→ **GIVEN PROBLEM**
Convert the items below into a JSON list of strings with one string per line. Leave out any blank lines.

Saved data entries:
______________________________

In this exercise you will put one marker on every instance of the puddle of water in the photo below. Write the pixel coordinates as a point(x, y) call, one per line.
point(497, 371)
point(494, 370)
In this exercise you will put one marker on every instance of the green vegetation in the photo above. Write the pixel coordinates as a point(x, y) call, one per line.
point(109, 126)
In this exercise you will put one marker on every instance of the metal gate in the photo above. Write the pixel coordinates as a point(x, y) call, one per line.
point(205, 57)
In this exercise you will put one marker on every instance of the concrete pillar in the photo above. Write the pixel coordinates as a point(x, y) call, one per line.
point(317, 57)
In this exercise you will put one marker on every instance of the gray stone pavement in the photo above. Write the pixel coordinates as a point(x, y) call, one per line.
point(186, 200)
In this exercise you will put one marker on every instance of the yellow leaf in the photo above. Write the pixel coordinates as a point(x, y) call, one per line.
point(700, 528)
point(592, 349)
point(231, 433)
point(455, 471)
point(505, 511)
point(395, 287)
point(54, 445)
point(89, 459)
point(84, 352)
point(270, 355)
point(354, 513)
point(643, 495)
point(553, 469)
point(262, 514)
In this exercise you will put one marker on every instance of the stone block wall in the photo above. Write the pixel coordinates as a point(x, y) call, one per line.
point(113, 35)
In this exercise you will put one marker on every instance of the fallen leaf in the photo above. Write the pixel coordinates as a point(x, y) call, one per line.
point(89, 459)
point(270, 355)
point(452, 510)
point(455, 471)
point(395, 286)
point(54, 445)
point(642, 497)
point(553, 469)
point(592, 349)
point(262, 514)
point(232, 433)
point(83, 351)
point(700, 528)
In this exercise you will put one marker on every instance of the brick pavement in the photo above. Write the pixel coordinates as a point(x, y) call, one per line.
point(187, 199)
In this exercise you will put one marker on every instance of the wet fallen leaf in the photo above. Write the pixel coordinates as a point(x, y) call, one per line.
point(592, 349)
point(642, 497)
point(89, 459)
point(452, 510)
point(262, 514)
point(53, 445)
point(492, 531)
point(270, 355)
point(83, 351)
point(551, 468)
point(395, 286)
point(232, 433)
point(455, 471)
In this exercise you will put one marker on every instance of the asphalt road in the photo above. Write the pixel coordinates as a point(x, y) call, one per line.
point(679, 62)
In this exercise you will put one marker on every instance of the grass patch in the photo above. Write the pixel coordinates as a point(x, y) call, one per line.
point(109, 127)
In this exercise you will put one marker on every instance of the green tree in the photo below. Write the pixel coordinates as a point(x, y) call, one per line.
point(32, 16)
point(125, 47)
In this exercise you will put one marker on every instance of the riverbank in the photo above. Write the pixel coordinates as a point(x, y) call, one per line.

______________________________

→ **RESPONSE TO THIS EXERCISE**
[
  "In this exercise you will put one marker on every instance of the puddle of water in the photo below. Write the pixel coordinates as a point(x, y) call, one per line.",
  "point(497, 371)",
  "point(494, 370)",
  "In this exercise you will put one marker on every instance of the green vegetation in the photo above. Write the pixel coordinates as a point(x, y) call, one per line.",
  "point(109, 126)",
  "In this exercise you will put one marker on every instance of the metal gate in the photo above. Write the pixel coordinates as a point(x, y) call, one per line.",
  "point(205, 57)",
  "In this exercise you will put one marker on every instance of the concrete pillar in the photo above. Write the pixel coordinates as a point(x, y) call, one per line.",
  "point(317, 57)",
  "In this exercise you will put one marker on every instance of the gray stone pavement in the photo above. Write the pixel coordinates as a point(x, y) call, one per line.",
  "point(186, 200)",
  "In this exercise you will put one marker on every instance of the yellow leaf in the photo above. Write the pixel coordinates as a point(x, y) call, one per line.",
  "point(700, 528)",
  "point(592, 349)",
  "point(231, 433)",
  "point(455, 471)",
  "point(505, 511)",
  "point(395, 287)",
  "point(54, 445)",
  "point(89, 459)",
  "point(84, 352)",
  "point(270, 355)",
  "point(354, 513)",
  "point(643, 495)",
  "point(553, 469)",
  "point(262, 514)",
  "In this exercise you will put one marker on every instance of the stone block wall in the photo above. Write the pixel coordinates as a point(x, y) call, one per line.",
  "point(113, 35)",
  "In this exercise you will put one marker on every instance of the fallen leaf in the photo above. Write the pixel coordinates as a point(x, y) call, one per line.",
  "point(89, 459)",
  "point(270, 355)",
  "point(452, 510)",
  "point(455, 471)",
  "point(395, 286)",
  "point(54, 445)",
  "point(642, 497)",
  "point(553, 469)",
  "point(592, 349)",
  "point(262, 514)",
  "point(232, 433)",
  "point(83, 351)",
  "point(700, 528)",
  "In this exercise you will put one marker on every instance of the brick pavement in the photo above. Write the pixel coordinates as a point(x, y) call, one per line.",
  "point(187, 199)",
  "In this exercise you will put one marker on every instance of the wet fallen leaf in the photo above. Write the pixel coordinates as a point(x, y) call, one per line.",
  "point(592, 349)",
  "point(642, 497)",
  "point(89, 459)",
  "point(452, 510)",
  "point(262, 514)",
  "point(53, 445)",
  "point(492, 531)",
  "point(270, 355)",
  "point(83, 351)",
  "point(551, 468)",
  "point(395, 286)",
  "point(232, 433)",
  "point(455, 471)",
  "In this exercise you will put one marker on every instance of the asphalt road in the photo above. Write the pixel coordinates as a point(x, y) call, one per line.",
  "point(679, 62)",
  "In this exercise you will put one marker on every instance of the grass patch in the photo above. Write the pixel coordinates as a point(x, y) call, one per line.",
  "point(109, 127)",
  "In this exercise you will put one marker on every instance of the green tree in the photo below. Write the pixel coordinates as a point(x, y) call, one per line.",
  "point(32, 16)",
  "point(125, 47)",
  "In this exercise you will put one marker on every instance of the riverbank in the photo above. Write the pixel coordinates as a point(x, y) call, one per line."
]